[Stored data]
+ + +
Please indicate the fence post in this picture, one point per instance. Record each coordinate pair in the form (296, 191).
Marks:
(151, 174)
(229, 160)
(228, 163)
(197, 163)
+ + +
→ **Exercise aim**:
Could you restate the records above word for word?

→ **Your response**:
Please indicate the fence post in this picture, one point per instance. Record each coordinate pair in the form (296, 191).
Marks:
(151, 174)
(229, 160)
(228, 163)
(197, 163)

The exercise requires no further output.